Stored data entries ▸
▬▬▬▬▬▬
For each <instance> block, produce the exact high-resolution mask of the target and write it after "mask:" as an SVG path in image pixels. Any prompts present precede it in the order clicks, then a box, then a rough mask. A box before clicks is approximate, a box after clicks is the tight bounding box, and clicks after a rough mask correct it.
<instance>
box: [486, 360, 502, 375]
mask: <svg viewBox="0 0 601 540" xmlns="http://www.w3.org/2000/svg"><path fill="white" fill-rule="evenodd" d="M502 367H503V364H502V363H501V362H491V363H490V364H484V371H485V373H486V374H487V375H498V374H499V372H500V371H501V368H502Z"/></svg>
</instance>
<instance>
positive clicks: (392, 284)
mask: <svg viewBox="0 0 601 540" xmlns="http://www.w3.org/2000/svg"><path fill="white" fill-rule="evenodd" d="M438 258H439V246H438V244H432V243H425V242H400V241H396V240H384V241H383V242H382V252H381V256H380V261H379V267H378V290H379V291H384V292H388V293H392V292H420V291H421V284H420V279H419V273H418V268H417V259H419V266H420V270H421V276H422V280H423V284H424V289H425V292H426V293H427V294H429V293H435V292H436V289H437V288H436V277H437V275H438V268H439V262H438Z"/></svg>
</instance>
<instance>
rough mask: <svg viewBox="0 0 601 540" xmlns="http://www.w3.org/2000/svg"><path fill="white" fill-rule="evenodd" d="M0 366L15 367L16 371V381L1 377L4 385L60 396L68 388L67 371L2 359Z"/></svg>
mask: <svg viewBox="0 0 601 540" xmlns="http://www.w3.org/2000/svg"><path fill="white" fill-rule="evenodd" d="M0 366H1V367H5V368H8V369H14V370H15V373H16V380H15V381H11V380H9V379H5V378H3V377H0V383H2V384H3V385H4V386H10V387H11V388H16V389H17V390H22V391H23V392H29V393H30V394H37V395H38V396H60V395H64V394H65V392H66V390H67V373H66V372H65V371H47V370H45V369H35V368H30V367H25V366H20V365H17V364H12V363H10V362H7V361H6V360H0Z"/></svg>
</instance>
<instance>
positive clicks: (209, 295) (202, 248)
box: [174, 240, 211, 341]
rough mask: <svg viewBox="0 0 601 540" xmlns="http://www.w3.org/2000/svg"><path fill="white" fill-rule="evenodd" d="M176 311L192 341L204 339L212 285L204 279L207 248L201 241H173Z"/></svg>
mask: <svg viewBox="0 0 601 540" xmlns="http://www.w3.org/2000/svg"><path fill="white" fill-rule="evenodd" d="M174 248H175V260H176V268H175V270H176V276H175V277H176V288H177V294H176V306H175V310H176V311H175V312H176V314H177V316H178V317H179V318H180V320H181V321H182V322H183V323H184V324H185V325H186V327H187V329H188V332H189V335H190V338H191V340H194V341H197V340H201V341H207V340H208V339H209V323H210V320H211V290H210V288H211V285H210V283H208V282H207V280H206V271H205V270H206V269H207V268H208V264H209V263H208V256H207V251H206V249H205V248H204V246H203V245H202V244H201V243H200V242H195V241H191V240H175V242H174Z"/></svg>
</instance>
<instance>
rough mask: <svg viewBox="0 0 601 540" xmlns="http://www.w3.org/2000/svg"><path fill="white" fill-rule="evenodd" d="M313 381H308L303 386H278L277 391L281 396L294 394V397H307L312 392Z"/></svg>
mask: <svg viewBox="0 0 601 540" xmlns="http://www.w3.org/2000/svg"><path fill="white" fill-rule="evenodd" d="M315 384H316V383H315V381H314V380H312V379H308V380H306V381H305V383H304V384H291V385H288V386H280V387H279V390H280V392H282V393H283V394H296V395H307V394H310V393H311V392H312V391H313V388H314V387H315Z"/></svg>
▬▬▬▬▬▬
YOUR GOAL ▸ Output each entry precisely as given.

WRITTEN RESPONSE ▸
For each <instance> block, produce the exact high-resolution mask of the target and write it after "mask:" as an SVG path in image pixels. Any prompts present precede it in the order clicks, then a box, then a rough mask. A box before clicks is approximate, a box after clicks is the tight bounding box, and clicks after a rough mask correct it.
<instance>
box: [486, 360, 502, 375]
mask: <svg viewBox="0 0 601 540" xmlns="http://www.w3.org/2000/svg"><path fill="white" fill-rule="evenodd" d="M502 367H503V364H502V363H501V362H491V363H490V364H484V371H485V373H486V374H487V375H498V374H499V372H500V371H501V368H502Z"/></svg>
</instance>
<instance>
positive clicks: (392, 284)
mask: <svg viewBox="0 0 601 540" xmlns="http://www.w3.org/2000/svg"><path fill="white" fill-rule="evenodd" d="M438 258H439V246H438V244H432V243H425V242H400V241H396V240H384V241H383V242H382V252H381V256H380V261H379V267H378V290H379V291H384V292H388V293H392V292H420V291H421V284H420V279H419V273H418V268H417V259H419V266H420V270H421V276H422V280H423V284H424V289H425V292H426V293H427V294H429V293H435V292H436V289H437V288H436V277H437V275H438V268H439V262H438Z"/></svg>
</instance>
<instance>
rough mask: <svg viewBox="0 0 601 540" xmlns="http://www.w3.org/2000/svg"><path fill="white" fill-rule="evenodd" d="M0 366L15 367L16 371V381L1 377L4 385L60 396L68 388L67 371L2 359Z"/></svg>
mask: <svg viewBox="0 0 601 540" xmlns="http://www.w3.org/2000/svg"><path fill="white" fill-rule="evenodd" d="M0 366H1V367H5V368H8V369H14V370H15V373H16V380H15V381H11V380H9V379H5V378H3V377H0V383H2V384H3V385H4V386H10V387H11V388H16V389H17V390H22V391H23V392H29V393H30V394H37V395H38V396H60V395H64V394H65V392H66V390H67V373H66V372H65V371H47V370H45V369H35V368H30V367H25V366H20V365H17V364H12V363H10V362H7V361H6V360H0Z"/></svg>
</instance>
<instance>
positive clicks: (209, 295) (202, 248)
box: [174, 240, 211, 341]
rough mask: <svg viewBox="0 0 601 540" xmlns="http://www.w3.org/2000/svg"><path fill="white" fill-rule="evenodd" d="M176 311L192 341L204 339L212 285L204 279L207 248L201 241H173Z"/></svg>
mask: <svg viewBox="0 0 601 540" xmlns="http://www.w3.org/2000/svg"><path fill="white" fill-rule="evenodd" d="M174 248H175V260H176V268H175V270H176V276H175V277H176V288H177V294H176V306H175V310H176V311H175V312H176V314H177V316H178V317H179V318H180V320H181V321H182V322H183V323H184V324H185V325H186V327H187V329H188V332H189V335H190V338H191V340H194V341H197V340H201V341H207V340H208V339H209V323H210V320H211V290H210V288H211V285H210V283H208V282H207V280H206V271H205V270H206V269H207V268H208V264H209V263H208V256H207V251H206V249H205V248H204V246H203V245H202V244H201V243H200V242H195V241H191V240H175V242H174Z"/></svg>
</instance>
<instance>
rough mask: <svg viewBox="0 0 601 540" xmlns="http://www.w3.org/2000/svg"><path fill="white" fill-rule="evenodd" d="M313 381H308L303 386H278L277 391L281 396L294 394V397H307L312 392Z"/></svg>
mask: <svg viewBox="0 0 601 540" xmlns="http://www.w3.org/2000/svg"><path fill="white" fill-rule="evenodd" d="M315 384H316V383H315V381H314V380H312V379H308V380H306V381H305V383H304V384H291V385H288V386H280V387H279V390H280V392H282V393H283V394H296V395H307V394H310V393H311V392H312V391H313V388H314V387H315Z"/></svg>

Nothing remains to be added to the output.